(Some records)
--------------------
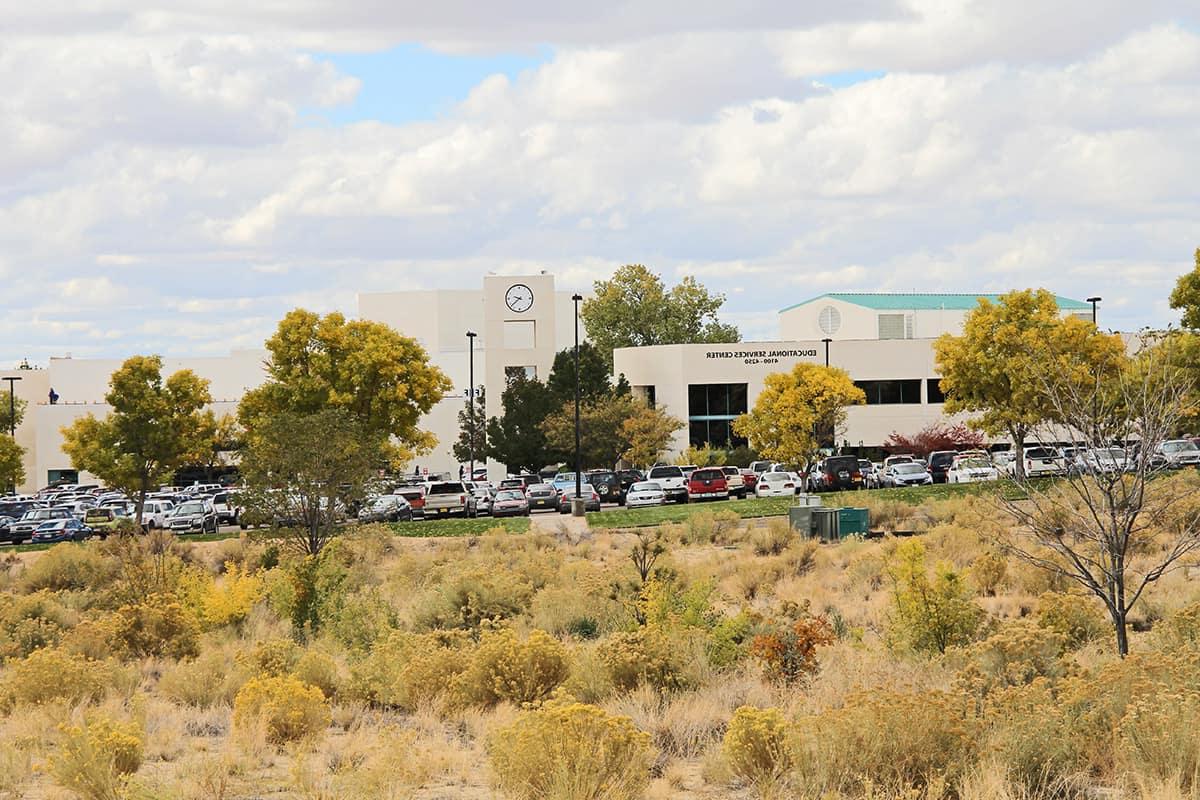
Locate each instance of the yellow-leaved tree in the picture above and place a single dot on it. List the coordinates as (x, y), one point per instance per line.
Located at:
(997, 366)
(793, 408)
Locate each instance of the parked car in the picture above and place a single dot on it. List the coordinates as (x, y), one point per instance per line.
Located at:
(60, 530)
(971, 468)
(907, 474)
(101, 521)
(940, 463)
(23, 529)
(385, 507)
(775, 485)
(449, 498)
(193, 517)
(838, 473)
(543, 495)
(645, 494)
(708, 483)
(510, 503)
(415, 498)
(607, 486)
(591, 499)
(672, 480)
(1180, 452)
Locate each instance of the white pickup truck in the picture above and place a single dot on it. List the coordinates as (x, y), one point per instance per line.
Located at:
(449, 498)
(672, 480)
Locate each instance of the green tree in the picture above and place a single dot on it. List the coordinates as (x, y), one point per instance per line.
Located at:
(472, 432)
(594, 374)
(301, 471)
(12, 463)
(793, 408)
(515, 438)
(1186, 295)
(996, 368)
(153, 429)
(648, 432)
(634, 308)
(382, 379)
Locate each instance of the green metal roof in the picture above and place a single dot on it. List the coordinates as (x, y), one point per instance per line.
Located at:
(917, 301)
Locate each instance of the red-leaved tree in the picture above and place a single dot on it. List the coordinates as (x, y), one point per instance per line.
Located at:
(937, 435)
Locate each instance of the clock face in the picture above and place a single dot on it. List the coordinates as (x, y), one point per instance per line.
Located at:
(519, 298)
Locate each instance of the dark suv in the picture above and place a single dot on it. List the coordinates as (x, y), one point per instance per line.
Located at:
(839, 473)
(940, 463)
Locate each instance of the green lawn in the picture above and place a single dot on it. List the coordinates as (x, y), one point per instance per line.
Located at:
(459, 527)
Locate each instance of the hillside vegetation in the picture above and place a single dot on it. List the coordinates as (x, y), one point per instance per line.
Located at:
(714, 657)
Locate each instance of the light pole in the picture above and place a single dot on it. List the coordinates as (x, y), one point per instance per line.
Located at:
(577, 504)
(471, 401)
(12, 405)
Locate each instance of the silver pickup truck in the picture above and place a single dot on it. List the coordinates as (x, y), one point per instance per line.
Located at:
(449, 498)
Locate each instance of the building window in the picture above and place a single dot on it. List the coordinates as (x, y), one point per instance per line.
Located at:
(528, 373)
(895, 326)
(891, 392)
(520, 335)
(711, 410)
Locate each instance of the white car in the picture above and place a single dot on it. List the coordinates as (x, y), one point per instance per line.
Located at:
(775, 485)
(643, 494)
(907, 474)
(971, 469)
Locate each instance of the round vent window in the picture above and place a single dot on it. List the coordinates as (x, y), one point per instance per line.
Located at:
(829, 320)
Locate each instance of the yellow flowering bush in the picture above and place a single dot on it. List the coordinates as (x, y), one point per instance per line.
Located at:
(288, 708)
(757, 747)
(570, 750)
(96, 758)
(505, 668)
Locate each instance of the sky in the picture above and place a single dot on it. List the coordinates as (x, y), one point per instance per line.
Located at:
(174, 180)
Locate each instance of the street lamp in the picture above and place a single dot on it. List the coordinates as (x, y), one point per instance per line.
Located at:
(471, 400)
(577, 504)
(12, 405)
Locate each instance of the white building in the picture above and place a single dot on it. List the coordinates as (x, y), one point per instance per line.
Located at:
(883, 341)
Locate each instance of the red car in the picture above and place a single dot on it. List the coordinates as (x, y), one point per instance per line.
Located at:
(708, 483)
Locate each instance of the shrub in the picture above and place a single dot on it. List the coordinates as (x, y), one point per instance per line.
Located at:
(790, 653)
(930, 614)
(645, 656)
(67, 566)
(989, 573)
(570, 750)
(504, 668)
(96, 758)
(897, 740)
(1018, 654)
(159, 625)
(1075, 617)
(407, 669)
(53, 674)
(30, 621)
(757, 747)
(287, 708)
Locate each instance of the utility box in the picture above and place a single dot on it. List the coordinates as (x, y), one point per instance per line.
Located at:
(853, 521)
(826, 523)
(801, 521)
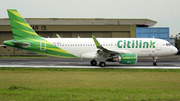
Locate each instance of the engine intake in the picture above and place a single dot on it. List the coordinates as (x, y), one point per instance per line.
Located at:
(124, 58)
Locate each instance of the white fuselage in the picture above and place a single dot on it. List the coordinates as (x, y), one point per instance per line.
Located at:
(140, 46)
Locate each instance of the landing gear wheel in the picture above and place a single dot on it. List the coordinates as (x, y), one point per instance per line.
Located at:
(154, 63)
(102, 64)
(93, 63)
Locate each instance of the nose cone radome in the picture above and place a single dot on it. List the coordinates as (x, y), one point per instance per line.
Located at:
(174, 50)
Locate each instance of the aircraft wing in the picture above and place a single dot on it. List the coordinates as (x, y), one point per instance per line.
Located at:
(104, 51)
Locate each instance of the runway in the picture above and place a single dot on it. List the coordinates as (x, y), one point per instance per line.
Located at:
(85, 63)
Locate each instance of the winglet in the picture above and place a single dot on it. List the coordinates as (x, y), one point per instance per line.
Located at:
(96, 42)
(58, 36)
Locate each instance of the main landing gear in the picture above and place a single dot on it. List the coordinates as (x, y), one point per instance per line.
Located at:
(101, 64)
(154, 61)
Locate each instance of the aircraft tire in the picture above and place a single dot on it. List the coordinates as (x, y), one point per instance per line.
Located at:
(102, 64)
(93, 63)
(154, 63)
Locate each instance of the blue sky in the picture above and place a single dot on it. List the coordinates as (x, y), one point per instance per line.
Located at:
(165, 12)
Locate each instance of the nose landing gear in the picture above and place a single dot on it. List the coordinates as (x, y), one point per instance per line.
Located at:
(154, 61)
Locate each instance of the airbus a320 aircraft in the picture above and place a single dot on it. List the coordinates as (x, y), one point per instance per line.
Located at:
(122, 50)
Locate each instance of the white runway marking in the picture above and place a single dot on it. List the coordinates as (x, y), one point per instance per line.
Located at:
(115, 67)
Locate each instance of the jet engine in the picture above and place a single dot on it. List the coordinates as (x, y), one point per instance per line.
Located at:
(124, 58)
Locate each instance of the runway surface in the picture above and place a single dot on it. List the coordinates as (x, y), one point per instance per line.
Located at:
(85, 63)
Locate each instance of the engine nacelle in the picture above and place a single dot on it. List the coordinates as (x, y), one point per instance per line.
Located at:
(124, 58)
(128, 58)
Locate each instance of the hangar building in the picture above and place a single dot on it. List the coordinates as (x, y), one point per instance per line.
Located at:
(84, 27)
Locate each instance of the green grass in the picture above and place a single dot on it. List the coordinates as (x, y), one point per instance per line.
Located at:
(23, 56)
(19, 84)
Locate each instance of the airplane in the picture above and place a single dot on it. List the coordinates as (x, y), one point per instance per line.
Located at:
(122, 50)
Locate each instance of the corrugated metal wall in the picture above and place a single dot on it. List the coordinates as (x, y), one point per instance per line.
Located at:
(145, 32)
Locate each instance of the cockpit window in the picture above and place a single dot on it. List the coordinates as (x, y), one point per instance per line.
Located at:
(168, 44)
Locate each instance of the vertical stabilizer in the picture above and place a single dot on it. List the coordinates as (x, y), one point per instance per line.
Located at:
(20, 28)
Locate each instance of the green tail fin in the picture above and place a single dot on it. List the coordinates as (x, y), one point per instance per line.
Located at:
(20, 28)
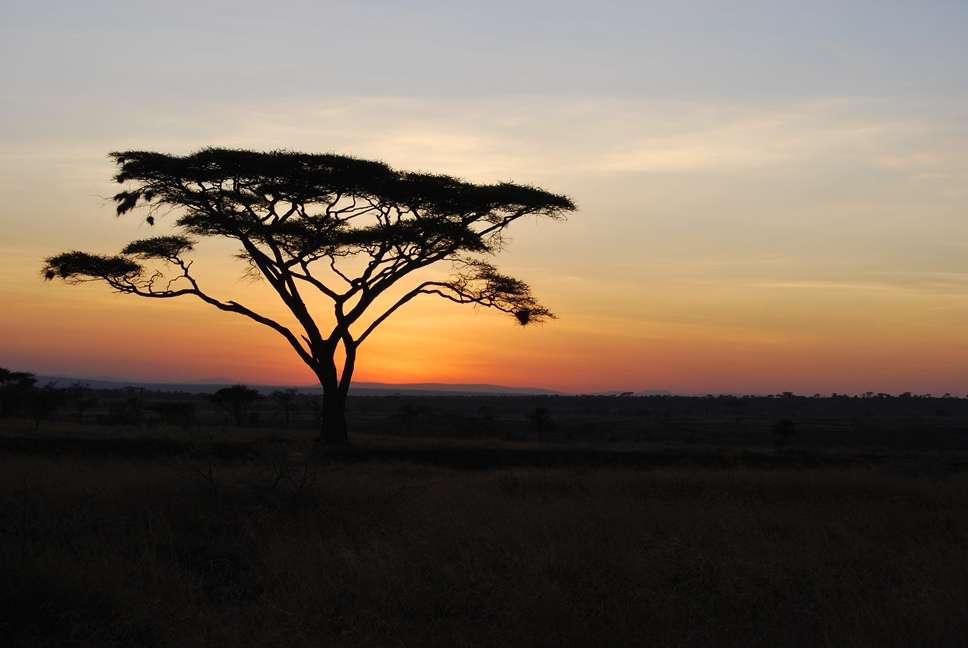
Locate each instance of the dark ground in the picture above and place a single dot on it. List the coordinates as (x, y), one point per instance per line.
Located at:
(613, 522)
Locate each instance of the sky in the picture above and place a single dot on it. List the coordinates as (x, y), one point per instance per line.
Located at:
(772, 196)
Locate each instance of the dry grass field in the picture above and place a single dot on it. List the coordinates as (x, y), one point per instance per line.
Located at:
(160, 552)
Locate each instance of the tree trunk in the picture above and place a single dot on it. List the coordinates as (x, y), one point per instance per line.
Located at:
(334, 430)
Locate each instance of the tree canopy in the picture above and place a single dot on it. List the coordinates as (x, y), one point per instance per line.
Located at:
(367, 226)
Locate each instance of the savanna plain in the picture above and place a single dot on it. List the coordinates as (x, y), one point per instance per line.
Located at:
(557, 522)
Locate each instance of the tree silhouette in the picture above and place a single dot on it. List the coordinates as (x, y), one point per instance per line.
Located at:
(330, 225)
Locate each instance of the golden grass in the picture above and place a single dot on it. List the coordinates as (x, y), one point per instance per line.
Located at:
(144, 553)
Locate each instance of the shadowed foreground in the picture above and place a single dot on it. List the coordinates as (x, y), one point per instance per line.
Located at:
(115, 552)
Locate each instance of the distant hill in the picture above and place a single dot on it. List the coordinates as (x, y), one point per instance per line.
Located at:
(358, 389)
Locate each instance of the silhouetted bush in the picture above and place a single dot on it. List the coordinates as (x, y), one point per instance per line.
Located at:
(15, 389)
(784, 431)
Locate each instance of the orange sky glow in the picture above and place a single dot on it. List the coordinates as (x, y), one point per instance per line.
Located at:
(749, 220)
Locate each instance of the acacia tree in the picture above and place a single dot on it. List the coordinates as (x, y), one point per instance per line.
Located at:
(337, 226)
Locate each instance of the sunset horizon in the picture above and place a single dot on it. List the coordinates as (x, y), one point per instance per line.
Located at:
(736, 233)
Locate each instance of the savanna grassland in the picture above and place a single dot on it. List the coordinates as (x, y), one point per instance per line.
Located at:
(273, 549)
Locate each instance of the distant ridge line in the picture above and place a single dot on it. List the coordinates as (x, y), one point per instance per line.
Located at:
(361, 388)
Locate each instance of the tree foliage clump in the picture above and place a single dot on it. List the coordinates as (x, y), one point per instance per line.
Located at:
(331, 225)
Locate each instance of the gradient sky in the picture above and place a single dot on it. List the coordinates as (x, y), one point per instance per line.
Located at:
(773, 196)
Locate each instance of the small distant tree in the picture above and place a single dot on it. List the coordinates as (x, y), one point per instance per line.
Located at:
(15, 389)
(236, 401)
(330, 226)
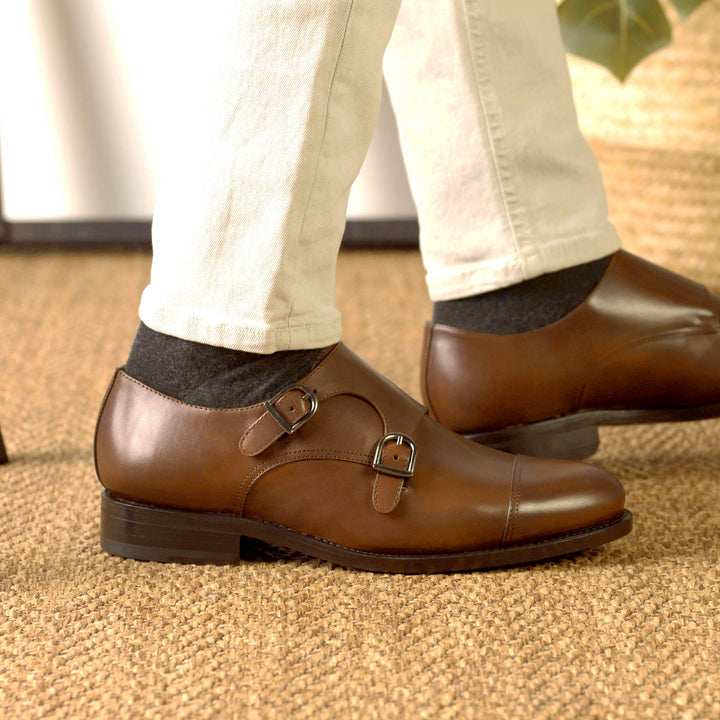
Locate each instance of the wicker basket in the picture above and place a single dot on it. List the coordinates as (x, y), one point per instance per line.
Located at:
(657, 139)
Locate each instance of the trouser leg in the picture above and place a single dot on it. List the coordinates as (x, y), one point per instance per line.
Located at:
(505, 185)
(249, 219)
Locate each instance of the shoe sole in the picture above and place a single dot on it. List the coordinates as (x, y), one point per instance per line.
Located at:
(143, 532)
(574, 437)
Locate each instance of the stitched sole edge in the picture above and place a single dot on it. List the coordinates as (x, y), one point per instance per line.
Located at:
(144, 532)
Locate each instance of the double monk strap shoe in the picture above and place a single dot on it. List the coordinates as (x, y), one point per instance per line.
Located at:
(341, 466)
(644, 347)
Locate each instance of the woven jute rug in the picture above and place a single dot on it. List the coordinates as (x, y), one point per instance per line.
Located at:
(631, 630)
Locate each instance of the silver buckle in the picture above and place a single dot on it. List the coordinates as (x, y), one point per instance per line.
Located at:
(399, 439)
(281, 421)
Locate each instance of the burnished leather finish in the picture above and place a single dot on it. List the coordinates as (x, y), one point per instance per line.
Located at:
(645, 339)
(368, 479)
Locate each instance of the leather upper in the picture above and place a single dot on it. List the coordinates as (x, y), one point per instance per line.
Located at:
(644, 338)
(424, 490)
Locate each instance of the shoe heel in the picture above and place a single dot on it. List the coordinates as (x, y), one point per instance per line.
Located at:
(143, 532)
(564, 438)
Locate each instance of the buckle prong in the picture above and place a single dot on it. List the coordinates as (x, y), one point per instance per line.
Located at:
(281, 421)
(399, 439)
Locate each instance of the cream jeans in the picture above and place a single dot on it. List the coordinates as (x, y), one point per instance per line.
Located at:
(278, 120)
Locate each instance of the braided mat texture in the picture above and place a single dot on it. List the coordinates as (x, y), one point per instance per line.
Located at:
(657, 139)
(631, 630)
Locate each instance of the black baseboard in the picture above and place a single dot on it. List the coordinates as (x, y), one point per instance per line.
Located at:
(135, 234)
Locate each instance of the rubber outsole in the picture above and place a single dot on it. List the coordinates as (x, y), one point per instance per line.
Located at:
(574, 437)
(144, 532)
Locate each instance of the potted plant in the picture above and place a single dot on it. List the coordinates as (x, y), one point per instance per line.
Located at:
(618, 33)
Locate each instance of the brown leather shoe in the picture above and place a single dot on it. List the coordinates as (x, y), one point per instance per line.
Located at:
(342, 466)
(643, 347)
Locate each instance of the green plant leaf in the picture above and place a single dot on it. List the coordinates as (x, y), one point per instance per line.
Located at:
(685, 7)
(615, 33)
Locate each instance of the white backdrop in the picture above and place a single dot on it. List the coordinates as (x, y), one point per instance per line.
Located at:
(86, 88)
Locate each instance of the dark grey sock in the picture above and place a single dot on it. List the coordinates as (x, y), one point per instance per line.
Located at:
(213, 376)
(525, 306)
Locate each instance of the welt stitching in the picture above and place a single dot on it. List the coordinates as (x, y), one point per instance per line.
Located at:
(514, 498)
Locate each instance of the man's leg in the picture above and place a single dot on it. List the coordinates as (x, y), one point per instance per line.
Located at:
(339, 464)
(249, 219)
(543, 329)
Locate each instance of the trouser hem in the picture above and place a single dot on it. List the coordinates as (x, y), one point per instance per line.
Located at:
(547, 257)
(239, 336)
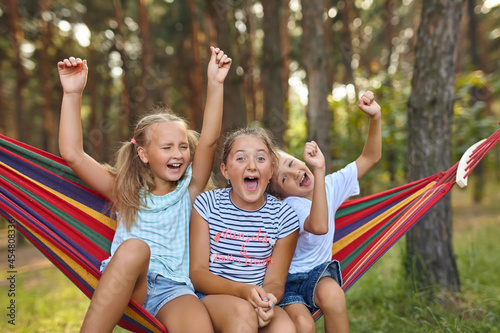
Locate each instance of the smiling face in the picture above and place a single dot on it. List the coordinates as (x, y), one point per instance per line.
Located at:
(167, 154)
(248, 167)
(293, 177)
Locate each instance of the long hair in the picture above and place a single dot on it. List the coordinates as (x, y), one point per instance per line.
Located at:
(259, 133)
(132, 176)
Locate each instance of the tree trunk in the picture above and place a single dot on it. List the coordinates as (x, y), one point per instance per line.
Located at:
(275, 117)
(285, 49)
(313, 38)
(16, 35)
(49, 137)
(234, 105)
(147, 80)
(346, 46)
(431, 259)
(477, 94)
(196, 71)
(125, 120)
(249, 63)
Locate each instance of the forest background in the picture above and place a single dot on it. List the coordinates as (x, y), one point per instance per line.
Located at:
(142, 54)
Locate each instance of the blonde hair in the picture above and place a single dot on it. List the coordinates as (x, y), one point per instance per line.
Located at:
(272, 188)
(259, 133)
(131, 175)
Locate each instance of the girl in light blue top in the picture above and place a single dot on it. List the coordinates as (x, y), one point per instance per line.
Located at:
(152, 187)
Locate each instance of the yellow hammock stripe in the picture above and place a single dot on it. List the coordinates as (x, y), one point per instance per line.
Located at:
(109, 222)
(87, 277)
(390, 231)
(341, 243)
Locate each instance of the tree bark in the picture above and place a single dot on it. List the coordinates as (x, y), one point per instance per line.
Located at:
(477, 95)
(346, 46)
(313, 38)
(431, 259)
(125, 120)
(275, 118)
(147, 79)
(49, 137)
(235, 115)
(196, 71)
(19, 130)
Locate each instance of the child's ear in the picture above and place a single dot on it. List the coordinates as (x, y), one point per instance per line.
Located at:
(142, 154)
(223, 170)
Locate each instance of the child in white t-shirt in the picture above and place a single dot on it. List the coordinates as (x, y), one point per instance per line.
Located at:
(314, 280)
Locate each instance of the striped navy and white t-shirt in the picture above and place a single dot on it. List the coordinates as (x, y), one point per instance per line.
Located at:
(241, 241)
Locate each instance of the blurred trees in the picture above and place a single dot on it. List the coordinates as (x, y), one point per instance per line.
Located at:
(431, 259)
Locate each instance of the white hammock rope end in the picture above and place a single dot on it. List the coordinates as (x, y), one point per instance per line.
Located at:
(461, 179)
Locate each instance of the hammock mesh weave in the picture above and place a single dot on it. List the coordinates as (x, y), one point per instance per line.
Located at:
(64, 219)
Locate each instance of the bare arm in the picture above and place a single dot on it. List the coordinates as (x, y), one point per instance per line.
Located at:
(73, 75)
(372, 150)
(317, 221)
(274, 281)
(203, 160)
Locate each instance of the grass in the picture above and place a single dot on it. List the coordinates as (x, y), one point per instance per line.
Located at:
(379, 302)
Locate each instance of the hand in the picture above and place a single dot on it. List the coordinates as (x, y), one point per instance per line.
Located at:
(255, 295)
(313, 155)
(367, 104)
(266, 314)
(73, 74)
(218, 66)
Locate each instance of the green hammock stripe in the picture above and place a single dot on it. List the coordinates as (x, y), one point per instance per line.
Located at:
(366, 204)
(43, 162)
(354, 254)
(96, 238)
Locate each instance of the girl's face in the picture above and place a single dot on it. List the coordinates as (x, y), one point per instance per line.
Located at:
(293, 177)
(167, 154)
(249, 167)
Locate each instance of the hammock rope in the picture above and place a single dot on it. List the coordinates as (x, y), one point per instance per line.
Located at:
(68, 223)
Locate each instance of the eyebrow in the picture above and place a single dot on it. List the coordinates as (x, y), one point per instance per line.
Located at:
(246, 151)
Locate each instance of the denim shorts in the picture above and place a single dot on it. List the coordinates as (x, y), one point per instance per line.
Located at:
(300, 287)
(161, 290)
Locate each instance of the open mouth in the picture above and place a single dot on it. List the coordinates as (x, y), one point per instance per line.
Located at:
(251, 183)
(305, 181)
(175, 166)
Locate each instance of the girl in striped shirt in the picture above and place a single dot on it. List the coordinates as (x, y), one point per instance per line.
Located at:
(242, 241)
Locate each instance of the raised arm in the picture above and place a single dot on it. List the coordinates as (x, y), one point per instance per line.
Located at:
(317, 221)
(372, 150)
(218, 68)
(73, 75)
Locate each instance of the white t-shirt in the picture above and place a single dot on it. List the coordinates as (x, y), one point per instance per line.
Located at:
(313, 250)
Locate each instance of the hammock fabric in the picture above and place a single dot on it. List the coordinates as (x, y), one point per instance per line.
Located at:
(64, 219)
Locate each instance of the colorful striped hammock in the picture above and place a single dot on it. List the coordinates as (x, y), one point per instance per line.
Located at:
(64, 219)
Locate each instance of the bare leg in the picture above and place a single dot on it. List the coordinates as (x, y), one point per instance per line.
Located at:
(280, 323)
(185, 314)
(231, 314)
(301, 317)
(125, 277)
(331, 300)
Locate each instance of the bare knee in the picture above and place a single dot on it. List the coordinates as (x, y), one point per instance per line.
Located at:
(231, 314)
(329, 296)
(245, 317)
(132, 253)
(303, 322)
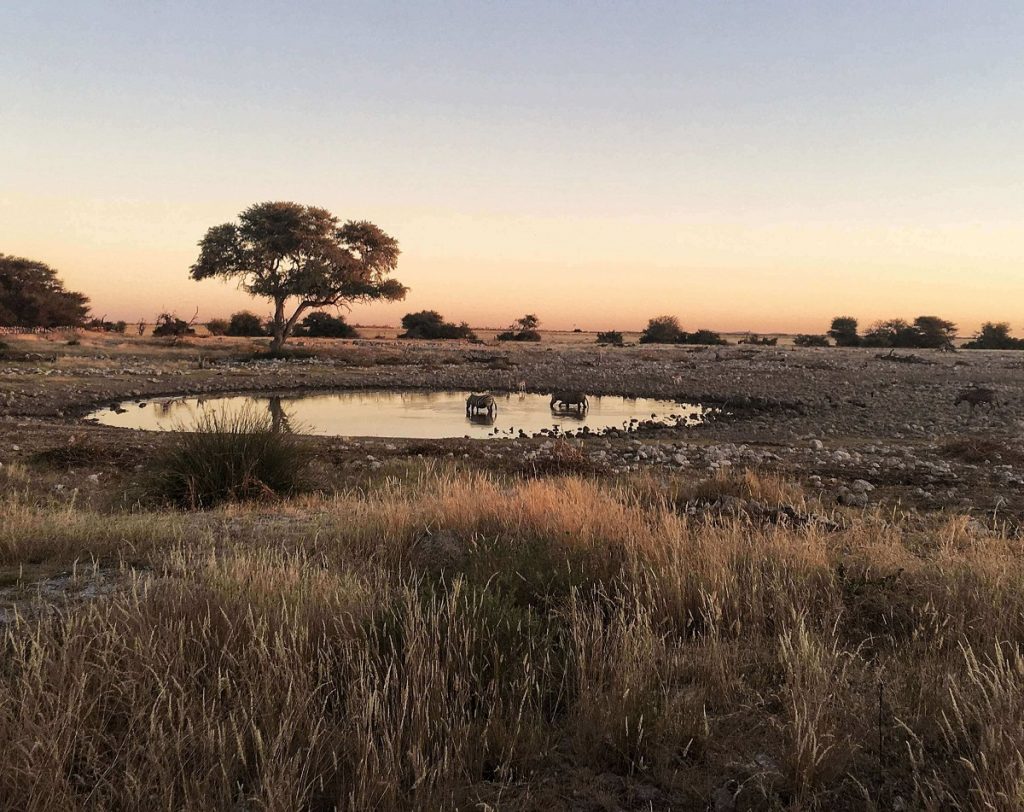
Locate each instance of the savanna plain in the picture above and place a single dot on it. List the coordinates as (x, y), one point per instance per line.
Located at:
(814, 599)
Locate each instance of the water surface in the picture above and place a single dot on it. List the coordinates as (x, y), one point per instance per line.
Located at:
(401, 414)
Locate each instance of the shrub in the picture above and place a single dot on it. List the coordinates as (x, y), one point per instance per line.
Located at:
(927, 332)
(666, 330)
(523, 329)
(245, 324)
(760, 341)
(217, 327)
(844, 331)
(431, 325)
(105, 327)
(994, 336)
(229, 457)
(612, 337)
(662, 330)
(702, 337)
(805, 340)
(170, 325)
(321, 325)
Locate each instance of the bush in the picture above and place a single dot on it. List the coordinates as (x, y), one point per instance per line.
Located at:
(229, 457)
(105, 327)
(612, 337)
(522, 330)
(170, 325)
(927, 332)
(431, 325)
(245, 324)
(994, 336)
(666, 330)
(759, 341)
(662, 330)
(702, 337)
(805, 340)
(321, 325)
(217, 327)
(844, 331)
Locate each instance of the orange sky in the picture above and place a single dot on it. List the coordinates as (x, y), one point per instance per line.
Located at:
(743, 168)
--------------------
▶ STATED TASK:
Leave out every line before the one containing "Locate each instance of the bush"; set down that line and all remaining lines of the material exactly.

▶ RESPONSE BELOW:
Locate each instance of the bush in the picture above and place a single dot on it. List the coordinates as (x, y), one point per instance per line.
Located at:
(229, 457)
(105, 327)
(612, 337)
(522, 330)
(170, 325)
(927, 332)
(431, 325)
(245, 324)
(994, 336)
(666, 330)
(759, 341)
(662, 330)
(702, 337)
(805, 340)
(321, 325)
(217, 327)
(844, 331)
Locate each instance of the orange sky in the picture above and place a single dot on it. List the coordinates as (x, y), one point per instance per line.
Located at:
(743, 168)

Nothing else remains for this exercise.